======== TEXT PROVIDED ========

By CheapFPS Team / May 30, 2026

Featured CheapFPS GPU comparison graphic showing a bright 1080p street fight versus a neon city firefight with RTX 5060 vs RTX 4060, 16GB Edge, 22% Raster, and DLSS 4 MFG callouts.

The RTX 5060 launched at $299, matching the RTX 4060’s price exactly. Same tier, same MSRP — but a generational gap that makes the upgrade math genuinely interesting for anyone sitting on a 4060 or deciding between the two cards right now. Here’s what the benchmarks and the spec sheet actually tell you.

What changed generation to generation

Nvidia’s Blackwell architecture — the same one in the RTX 5090 and 5080 — trickles down to the RTX 5060 with a few key upgrades over the Ampere-era 4060:

  • Memory: 16GB GDDR7 vs 8GB GDDR6. This is the biggest practical difference. The 4060’s 8GB framebuffer has been showing up as a limitation in some 2026 titles at high textures; the 5060 doubles it with faster GDDR7 bandwidth on top.
  • Rasterization performance: Roughly 22% faster than the RTX 4060 in traditional rendering workloads. Meaningful but not a generational leap.
  • Ray tracing: Approximately 30–35% improvement over the 4060, per early benchmarks.
  • DLSS 4 Multi-Frame Generation: This is the wildcard. MFG is exclusive to Blackwell (RTX 50-series) and can multiply perceived framerates by up to 4x using AI-generated frames. DLSS 3 Frame Generation on the 4060 generates one additional frame; DLSS 4 MFG generates up to three. In supported titles, this is the bigger performance gap than the raw rasterization numbers.

Raw benchmark summary

Without DLSS or frame generation, the RTX 5060 runs about 15–22% faster than the RTX 4060 at 1080p and 1440p in rasterized workloads. That’s a real improvement — comparable to what you’d see going from a GTX 1080 to a GTX 1080 Ti — but it doesn’t justify the jump on raw performance alone if you already own a 4060.

With DLSS 4 MFG enabled in supported titles, the 5060 pulls far ahead. Games like Cyberpunk 2077, Alan Wake 2, and Warhammer 40K Space Marine 2 support it; older titles don’t. If your game list skews toward new AAA releases, the multiplier matters. If you’re playing CS2, Fortnite, or Warzone, it’s irrelevant — competitive games cap or don’t support MFG anyway.

======== EXERCISE MATERIALS ========

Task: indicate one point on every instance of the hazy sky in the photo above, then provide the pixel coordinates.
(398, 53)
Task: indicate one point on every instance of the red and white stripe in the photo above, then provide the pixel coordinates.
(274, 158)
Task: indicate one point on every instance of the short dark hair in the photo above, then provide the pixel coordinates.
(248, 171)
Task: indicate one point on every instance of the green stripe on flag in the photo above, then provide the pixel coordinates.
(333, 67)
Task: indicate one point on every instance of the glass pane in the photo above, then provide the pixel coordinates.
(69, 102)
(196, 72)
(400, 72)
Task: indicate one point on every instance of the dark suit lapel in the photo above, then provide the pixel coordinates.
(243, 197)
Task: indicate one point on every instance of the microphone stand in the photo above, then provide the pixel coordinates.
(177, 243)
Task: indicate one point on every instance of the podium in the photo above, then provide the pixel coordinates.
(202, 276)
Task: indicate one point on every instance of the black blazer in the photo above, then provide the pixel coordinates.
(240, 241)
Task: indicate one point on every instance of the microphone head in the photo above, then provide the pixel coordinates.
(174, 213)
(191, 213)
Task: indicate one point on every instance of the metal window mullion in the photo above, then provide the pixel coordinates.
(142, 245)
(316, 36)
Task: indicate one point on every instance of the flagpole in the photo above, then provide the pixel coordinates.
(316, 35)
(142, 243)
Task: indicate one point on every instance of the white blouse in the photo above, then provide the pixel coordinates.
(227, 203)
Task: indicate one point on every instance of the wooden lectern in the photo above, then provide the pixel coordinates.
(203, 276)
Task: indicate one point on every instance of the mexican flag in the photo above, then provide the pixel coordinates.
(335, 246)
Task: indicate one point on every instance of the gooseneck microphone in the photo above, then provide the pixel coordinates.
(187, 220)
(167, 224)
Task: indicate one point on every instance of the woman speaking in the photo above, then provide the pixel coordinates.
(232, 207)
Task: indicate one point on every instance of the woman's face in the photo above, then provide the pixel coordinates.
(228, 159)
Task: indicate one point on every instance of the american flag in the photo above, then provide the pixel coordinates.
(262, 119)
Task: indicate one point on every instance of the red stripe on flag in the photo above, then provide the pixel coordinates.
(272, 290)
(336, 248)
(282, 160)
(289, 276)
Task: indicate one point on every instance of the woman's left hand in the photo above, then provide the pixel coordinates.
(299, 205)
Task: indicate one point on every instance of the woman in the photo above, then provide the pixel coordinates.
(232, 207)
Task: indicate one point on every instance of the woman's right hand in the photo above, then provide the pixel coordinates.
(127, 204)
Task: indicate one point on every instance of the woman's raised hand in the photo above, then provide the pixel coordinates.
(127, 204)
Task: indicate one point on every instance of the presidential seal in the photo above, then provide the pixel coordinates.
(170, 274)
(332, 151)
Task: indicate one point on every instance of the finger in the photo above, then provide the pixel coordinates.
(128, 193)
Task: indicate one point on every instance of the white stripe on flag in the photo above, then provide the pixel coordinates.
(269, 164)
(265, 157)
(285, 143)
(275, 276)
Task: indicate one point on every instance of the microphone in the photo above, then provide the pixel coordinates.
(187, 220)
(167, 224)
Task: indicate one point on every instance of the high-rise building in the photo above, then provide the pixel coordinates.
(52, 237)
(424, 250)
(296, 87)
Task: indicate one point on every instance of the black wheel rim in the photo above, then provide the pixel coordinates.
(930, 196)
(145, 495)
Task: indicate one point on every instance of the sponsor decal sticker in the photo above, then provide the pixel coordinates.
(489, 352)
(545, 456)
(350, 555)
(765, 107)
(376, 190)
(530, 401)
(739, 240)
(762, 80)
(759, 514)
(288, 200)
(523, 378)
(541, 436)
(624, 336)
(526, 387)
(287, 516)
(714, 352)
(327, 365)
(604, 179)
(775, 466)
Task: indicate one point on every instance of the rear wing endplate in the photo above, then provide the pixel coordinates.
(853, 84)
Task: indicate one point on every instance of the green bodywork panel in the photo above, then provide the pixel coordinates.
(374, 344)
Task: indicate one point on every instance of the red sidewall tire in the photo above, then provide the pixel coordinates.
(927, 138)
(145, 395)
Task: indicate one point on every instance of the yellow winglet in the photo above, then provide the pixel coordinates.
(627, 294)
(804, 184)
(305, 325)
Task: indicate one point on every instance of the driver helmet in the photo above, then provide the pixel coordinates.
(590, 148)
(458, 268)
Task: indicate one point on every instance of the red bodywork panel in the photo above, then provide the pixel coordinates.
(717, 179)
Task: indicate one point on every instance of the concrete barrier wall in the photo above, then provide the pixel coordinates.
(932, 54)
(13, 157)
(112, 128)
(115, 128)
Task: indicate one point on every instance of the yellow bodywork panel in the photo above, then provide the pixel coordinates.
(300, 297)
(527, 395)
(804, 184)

========

• _EXERCISE TASKS_
- a) Reproduce, without changes, the stretch of the Collection entries from the line containing "Task: indicate one point on every instance of the red sidewall" through the last line of the listing.
- b) Write the next part of the RTX 5060 versus RTX 4060 comparison, starting right after its final sentence.

• _FINAL RESULTS_
- a)
Task: indicate one point on every instance of the red sidewall tire in the photo above, then provide the pixel coordinates.
(927, 138)
(145, 395)
Task: indicate one point on every instance of the yellow winglet in the photo above, then provide the pixel coordinates.
(627, 294)
(804, 184)
(305, 325)
Task: indicate one point on every instance of the driver helmet in the photo above, then provide the pixel coordinates.
(590, 148)
(458, 268)
Task: indicate one point on every instance of the red bodywork panel in the photo above, then provide the pixel coordinates.
(717, 179)
Task: indicate one point on every instance of the concrete barrier wall in the photo above, then provide the pixel coordinates.
(932, 54)
(13, 157)
(112, 128)
(115, 128)
Task: indicate one point on every instance of the yellow bodywork panel in the photo above, then provide the pixel coordinates.
(300, 297)
(527, 395)
(804, 184)

- b)
Inline CheapFPS gaming graphic for the RTX 5060 vs RTX 4060 article showing a fantasy bridge battle with VRAM-focused callouts for 16GB Holds Longer, 1080p Safe Now, and Long-Term Headroom.

The VRAM question

The 4060’s 8GB is fine for 1080p in 2026 — most games don’t blow past 8GB at medium-to-high settings at that resolution. But “fine for now” isn’t the same as “safe for 3+ years.” Some titles are already pushing 9–10GB at 4K high, and 1080p texture budgets will grow. The RTX 5060’s 16GB eliminates this concern for the foreseeable future.

If you’re buying new and planning to keep the card for 3–4 years, the VRAM headroom alone is a reasonable tiebreaker in the 5060’s favor — assuming street pricing holds near the $299 MSRP.

Upgrade math: sell your 4060?

RTX 4060 used prices are landing around $150–$170 on eBay as owners sell into the 5060 launch. If you can sell your 4060 in that window, the net cost of upgrading to an RTX 5060 drops to roughly $130–$150. At that effective price, the upgrade makes more sense — you’re getting 16GB GDDR7, 22% more raster performance, and DLSS 4 MFG access for the cost of a dinner out a few times.

If you wait too long, 4060 prices will soften further as supply increases and the window tightens. The first month post-launch is usually the best time to flip a last-gen card.

What about the RX 9060 XT?

AMD’s answer to the RTX 5060 is the RX 9060 XT. Benchmarks show it’s 15–20% faster than the RX 7600 in rasterization and carries FSR 4 support. The headline specs look competitive — but the pricing tells a different story. Street pricing has come in around $440–$510 in European markets at launch, significantly above the RTX 5060’s $299 MSRP.

AMD offers the 9060 XT in both 8GB and 16GB variants. Based on early performance data, the 8GB version is uncomfortably close to its VRAM limit in some titles — reviewers have called 8GB “playing with fire” on this card. The 16GB variant is the one worth considering, which pushes the price gap against Nvidia even wider.

If the RX 9060 XT lands near $329–$349 at US retail for the 16GB version, it becomes a genuine competitor. At current European street prices, it doesn’t.

What about a used RTX 3070?

For buyers on a tighter budget, the used RTX 3070 is worth a look. With 4060 owners upgrading, RTX 3070 cards are floating around $220–$260 on eBay — and they’re still capable 1440p cards. The 8GB VRAM is the same concern as the 4060, and the 3070 is further from end-of-life support, but for someone building around an i5-12400F or Ryzen 5 5600 who needs 1080p gaming today, it’s a viable budget route.

The trade-off: no DLSS 4 access, older drivers, no future Nvidia feature support. It’s a hold-over card, not a 3-year investment.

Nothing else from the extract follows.